REQUIRED TASK: Write out the data again, switching "instance" to "occurrence" and leaving everything else unchanged.

(Items listed in a dataset)
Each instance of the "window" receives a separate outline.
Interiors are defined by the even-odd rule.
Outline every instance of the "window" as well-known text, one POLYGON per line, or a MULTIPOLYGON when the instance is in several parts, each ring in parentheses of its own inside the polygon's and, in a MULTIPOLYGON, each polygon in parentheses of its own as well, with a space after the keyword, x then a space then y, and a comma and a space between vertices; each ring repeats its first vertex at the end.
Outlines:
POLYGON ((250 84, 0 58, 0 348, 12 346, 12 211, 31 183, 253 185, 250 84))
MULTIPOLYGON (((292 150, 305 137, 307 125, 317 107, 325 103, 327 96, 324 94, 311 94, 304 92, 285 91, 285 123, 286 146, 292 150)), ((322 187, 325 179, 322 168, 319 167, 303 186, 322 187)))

FINISHED ANSWER:
Each occurrence of the "window" receives a separate outline.
Interiors are defined by the even-odd rule.
Outline every occurrence of the "window" as well-known text, one POLYGON per line, or a MULTIPOLYGON when the occurrence is in several parts, each ring in parentheses of its own inside the polygon's and, in a MULTIPOLYGON, each polygon in parentheses of its own as well, with a space after the keyword, x then a space then y, and a comma and a space between vertices; each ring repeats its first vertex at the end.
Outlines:
POLYGON ((250 84, 0 58, 0 348, 12 346, 12 211, 31 183, 253 185, 250 84))
MULTIPOLYGON (((292 150, 305 137, 307 125, 317 107, 325 103, 327 96, 324 94, 311 94, 304 92, 285 91, 285 123, 286 146, 292 150)), ((322 187, 325 179, 322 168, 319 167, 303 186, 322 187)))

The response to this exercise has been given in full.